Start of Page text

New report finds more deaths of people experiencing homelessness

After soaring, figures begin to level off; fentanyl plays a key role
City Life
Homelessness

Illustration of deaths of people experiencing homelessness on the streets of Los Angeles

 

In 2022, a total of 2,374 people experiencing homelessness died in Los Angeles County. It marked the eighth consecutive annual increase, and was double the death toll in 2018.

 

While the number, part of a new report from the Los Angeles County Department of Public Health, is staggering, it also presents a reason for hope: The 7.8% increase over the 2021 count is something of a plateau, and county officials believe efforts to house and treat people experiencing homelessness are preventing even more deaths.

 

Bar chart of annual deaths of unhoused people in Los Angeles County

 

Public Health officials also cited the “all-cause crude mortality rate,” which takes into account the change in the number of people on the streets. That set the 2022 rate at 3,282 deaths per 100,000 people, a 2% increase from the 2021 figure of 3,215.

End of Page text

**Set of tasks**
1. Name every distinct calendar year mentioned in the article on homelessness deaths, in order of first appearance.
2. Reproduce the passage of the article on homelessness deaths from "While the number, part" to "figure of 3,215.", word for word.

Start of Dataset excerpts

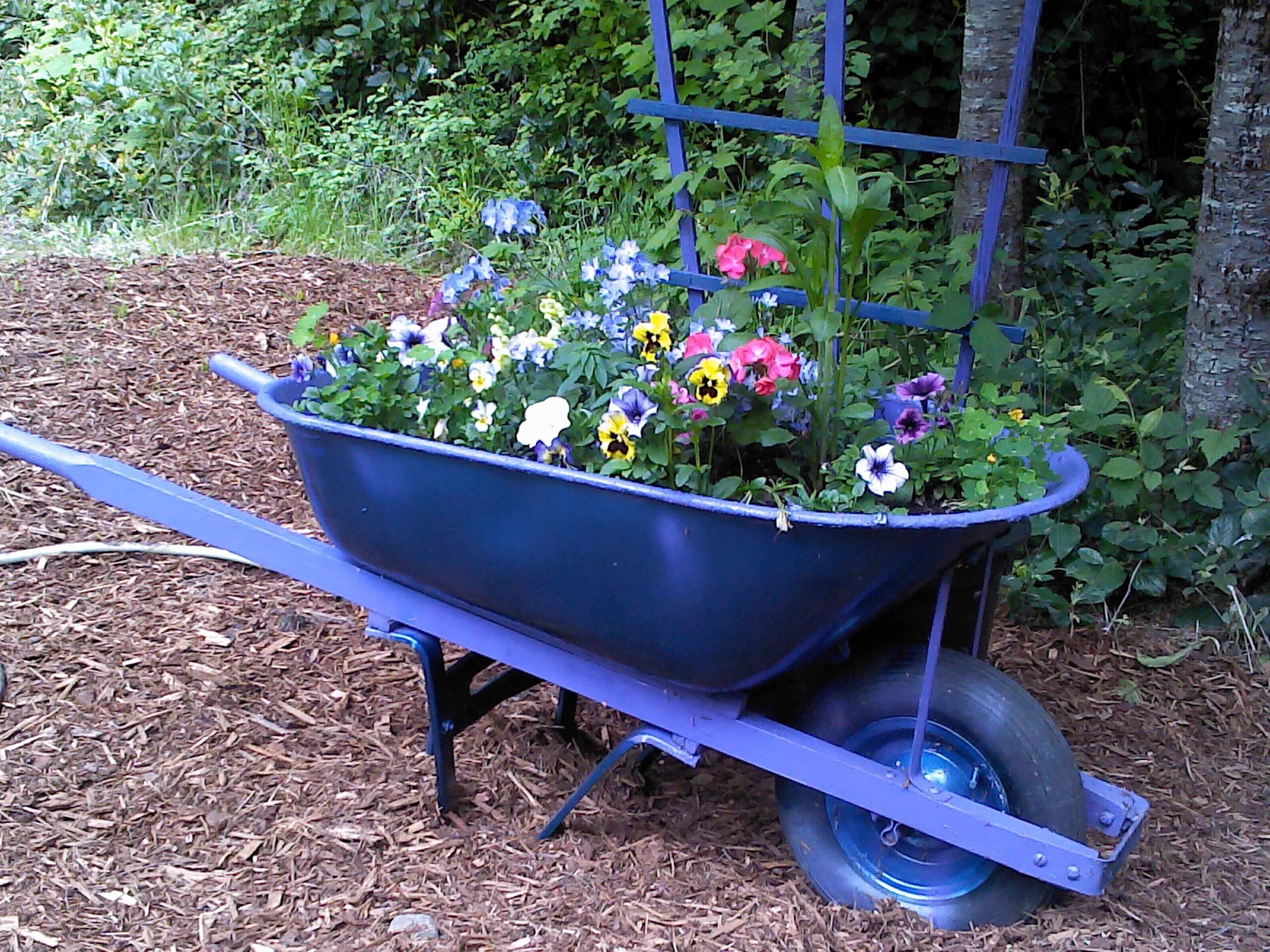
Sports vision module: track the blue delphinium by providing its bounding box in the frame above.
[480,198,547,235]
[291,354,314,383]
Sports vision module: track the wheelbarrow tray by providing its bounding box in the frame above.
[258,378,1088,692]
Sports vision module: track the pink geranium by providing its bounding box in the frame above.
[715,234,790,281]
[729,338,801,396]
[672,330,714,355]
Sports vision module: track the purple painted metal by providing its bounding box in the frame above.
[648,0,705,311]
[952,0,1043,394]
[0,406,1141,895]
[626,99,1045,165]
[908,569,952,787]
[538,723,701,839]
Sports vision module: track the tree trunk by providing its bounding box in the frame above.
[952,0,1023,316]
[1182,0,1270,425]
[785,0,824,118]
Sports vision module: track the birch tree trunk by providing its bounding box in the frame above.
[1181,0,1270,425]
[952,0,1023,316]
[785,0,824,118]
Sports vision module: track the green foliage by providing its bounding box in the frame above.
[0,0,261,216]
[1015,184,1270,622]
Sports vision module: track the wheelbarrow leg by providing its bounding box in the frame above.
[908,567,952,783]
[411,632,458,814]
[555,688,578,741]
[538,723,701,839]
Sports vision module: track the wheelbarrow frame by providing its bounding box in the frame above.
[0,358,1148,895]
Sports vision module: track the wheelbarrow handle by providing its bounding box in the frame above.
[207,354,276,394]
[0,422,91,478]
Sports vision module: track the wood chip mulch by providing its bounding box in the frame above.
[0,255,1270,952]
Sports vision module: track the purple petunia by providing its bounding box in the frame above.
[894,406,931,443]
[895,371,944,400]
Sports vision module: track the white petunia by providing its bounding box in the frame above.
[856,443,908,496]
[515,397,569,449]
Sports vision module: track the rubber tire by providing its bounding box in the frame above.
[776,646,1084,929]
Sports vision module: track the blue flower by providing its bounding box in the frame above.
[480,198,547,235]
[291,354,314,383]
[564,311,601,330]
[330,344,357,367]
[608,387,657,439]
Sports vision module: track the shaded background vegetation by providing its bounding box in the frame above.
[0,0,1270,653]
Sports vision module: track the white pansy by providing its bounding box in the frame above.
[467,360,498,394]
[515,397,569,449]
[472,400,498,433]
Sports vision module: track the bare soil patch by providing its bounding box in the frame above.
[0,255,1270,952]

End of Dataset excerpts

**Outputs by task**
1. 2022, 2018, 2021

2.
While the number, part of a new report from the Los Angeles County Department of Public Health, is staggering, it also presents a reason for hope: The 7.8% increase over the 2021 count is something of a plateau, and county officials believe efforts to house and treat people experiencing homelessness are preventing even more deaths.

 

Bar chart of annual deaths of unhoused people in Los Angeles County

 

Public Health officials also cited the “all-cause crude mortality rate,” which takes into account the change in the number of people on the streets. That set the 2022 rate at 3,282 deaths per 100,000 people, a 2% increase from the 2021 figure of 3,215.